[Stored data entries]

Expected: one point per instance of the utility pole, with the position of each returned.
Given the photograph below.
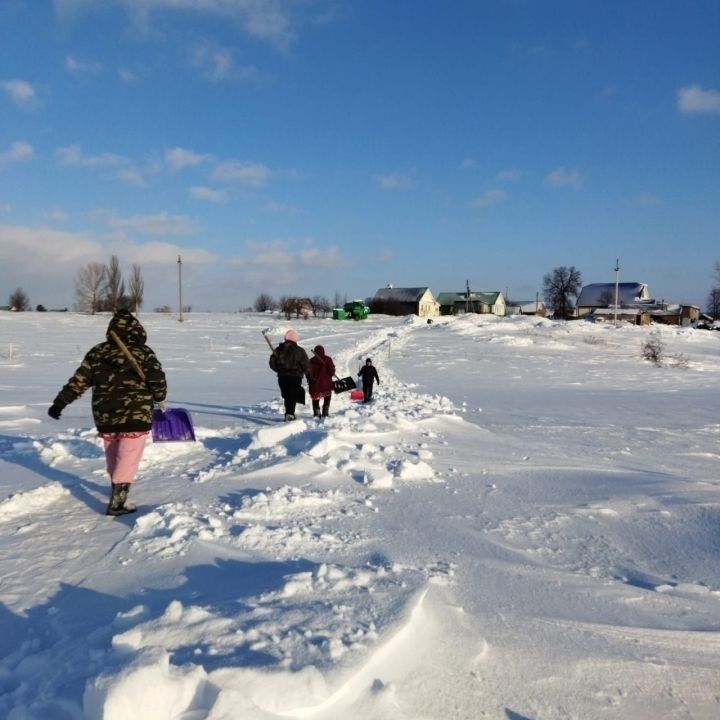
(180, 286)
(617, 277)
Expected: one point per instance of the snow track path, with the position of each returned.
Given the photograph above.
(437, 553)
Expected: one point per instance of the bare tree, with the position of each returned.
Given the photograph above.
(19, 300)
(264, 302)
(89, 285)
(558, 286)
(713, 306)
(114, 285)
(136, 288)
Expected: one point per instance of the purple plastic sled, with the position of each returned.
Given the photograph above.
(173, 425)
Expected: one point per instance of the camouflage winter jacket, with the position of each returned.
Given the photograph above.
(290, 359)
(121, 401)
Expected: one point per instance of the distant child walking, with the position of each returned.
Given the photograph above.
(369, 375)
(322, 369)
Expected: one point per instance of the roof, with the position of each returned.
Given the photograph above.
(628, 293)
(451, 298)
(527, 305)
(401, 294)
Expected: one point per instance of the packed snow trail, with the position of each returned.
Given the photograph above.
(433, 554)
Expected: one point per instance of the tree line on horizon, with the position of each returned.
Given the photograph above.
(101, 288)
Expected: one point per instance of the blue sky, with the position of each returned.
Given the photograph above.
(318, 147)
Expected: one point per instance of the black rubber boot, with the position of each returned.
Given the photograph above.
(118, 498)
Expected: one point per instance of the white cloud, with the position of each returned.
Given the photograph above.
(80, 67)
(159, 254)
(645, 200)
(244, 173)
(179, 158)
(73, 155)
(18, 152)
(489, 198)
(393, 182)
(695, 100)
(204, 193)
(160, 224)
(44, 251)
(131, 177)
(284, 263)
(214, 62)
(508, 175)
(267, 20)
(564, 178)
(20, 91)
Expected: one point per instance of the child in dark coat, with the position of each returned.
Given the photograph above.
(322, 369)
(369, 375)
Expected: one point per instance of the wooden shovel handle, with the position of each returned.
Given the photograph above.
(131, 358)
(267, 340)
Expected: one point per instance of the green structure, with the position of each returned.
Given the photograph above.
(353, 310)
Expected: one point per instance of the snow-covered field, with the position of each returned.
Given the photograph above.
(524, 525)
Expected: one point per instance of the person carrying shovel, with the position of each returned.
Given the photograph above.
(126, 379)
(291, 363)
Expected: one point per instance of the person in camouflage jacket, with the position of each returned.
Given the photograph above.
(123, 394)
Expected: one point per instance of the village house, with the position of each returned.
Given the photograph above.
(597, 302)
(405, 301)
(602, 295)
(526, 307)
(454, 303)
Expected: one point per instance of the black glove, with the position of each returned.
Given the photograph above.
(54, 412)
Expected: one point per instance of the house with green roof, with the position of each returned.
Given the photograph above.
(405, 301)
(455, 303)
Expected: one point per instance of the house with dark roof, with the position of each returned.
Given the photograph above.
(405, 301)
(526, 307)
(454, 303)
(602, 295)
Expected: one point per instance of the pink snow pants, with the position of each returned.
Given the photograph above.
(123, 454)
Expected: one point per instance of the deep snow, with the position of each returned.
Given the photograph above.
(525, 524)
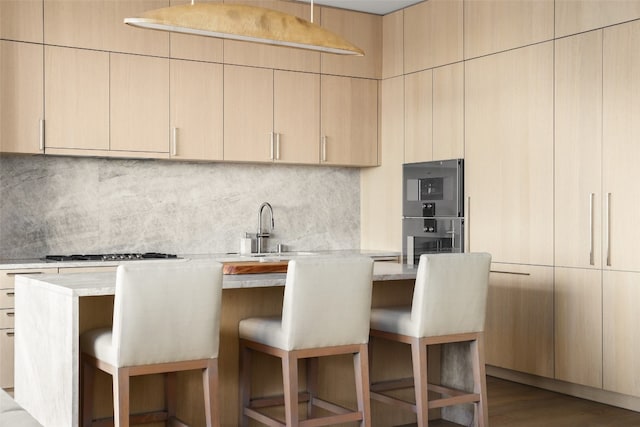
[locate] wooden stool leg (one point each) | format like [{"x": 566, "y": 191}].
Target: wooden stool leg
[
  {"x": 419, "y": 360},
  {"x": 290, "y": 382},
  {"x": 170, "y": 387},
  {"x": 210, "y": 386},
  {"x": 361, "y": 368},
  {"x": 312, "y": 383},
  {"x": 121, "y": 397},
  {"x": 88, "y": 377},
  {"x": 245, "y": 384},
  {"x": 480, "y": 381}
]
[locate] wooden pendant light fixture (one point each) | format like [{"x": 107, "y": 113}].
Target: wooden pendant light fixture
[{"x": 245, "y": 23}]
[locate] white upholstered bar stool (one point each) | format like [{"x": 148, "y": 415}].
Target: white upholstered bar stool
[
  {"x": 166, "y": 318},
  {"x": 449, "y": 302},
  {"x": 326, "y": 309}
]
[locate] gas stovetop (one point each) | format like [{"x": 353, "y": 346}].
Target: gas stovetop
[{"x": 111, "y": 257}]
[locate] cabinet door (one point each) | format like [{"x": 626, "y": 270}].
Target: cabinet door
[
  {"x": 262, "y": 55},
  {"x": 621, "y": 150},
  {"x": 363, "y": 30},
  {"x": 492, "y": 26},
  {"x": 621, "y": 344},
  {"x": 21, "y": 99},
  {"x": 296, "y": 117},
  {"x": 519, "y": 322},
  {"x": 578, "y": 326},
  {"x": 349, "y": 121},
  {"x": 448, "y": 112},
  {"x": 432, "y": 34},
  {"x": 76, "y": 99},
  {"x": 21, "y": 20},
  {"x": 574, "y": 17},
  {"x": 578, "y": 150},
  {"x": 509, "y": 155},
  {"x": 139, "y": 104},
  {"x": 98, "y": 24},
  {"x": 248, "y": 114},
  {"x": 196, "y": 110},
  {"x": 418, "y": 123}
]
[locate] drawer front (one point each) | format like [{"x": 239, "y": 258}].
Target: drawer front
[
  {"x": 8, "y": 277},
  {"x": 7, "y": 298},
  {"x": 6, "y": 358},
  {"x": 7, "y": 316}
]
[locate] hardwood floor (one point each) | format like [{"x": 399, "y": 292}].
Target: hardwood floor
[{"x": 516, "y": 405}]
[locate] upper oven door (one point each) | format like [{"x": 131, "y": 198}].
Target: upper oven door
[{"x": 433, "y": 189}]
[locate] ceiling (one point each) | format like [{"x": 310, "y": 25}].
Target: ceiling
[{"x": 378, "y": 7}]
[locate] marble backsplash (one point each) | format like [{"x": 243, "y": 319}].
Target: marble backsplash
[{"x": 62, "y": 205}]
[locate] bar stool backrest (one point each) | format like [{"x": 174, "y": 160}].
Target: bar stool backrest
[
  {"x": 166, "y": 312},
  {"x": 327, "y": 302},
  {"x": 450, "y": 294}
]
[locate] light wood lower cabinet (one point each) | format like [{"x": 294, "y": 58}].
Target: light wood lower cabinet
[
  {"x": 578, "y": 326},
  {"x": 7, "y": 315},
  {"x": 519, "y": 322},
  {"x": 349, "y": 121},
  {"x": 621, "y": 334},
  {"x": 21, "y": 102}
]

- [WHAT IS BEING ASKED]: Which lines of the records contain "person"? Show each of them.

- [RESPONSE TO THE TASK]:
Expected: one point per instance of the person carrying shovel, with the position of each returned.
Expected: one point per instance of the person in camouflage jacket, with the position of each returned.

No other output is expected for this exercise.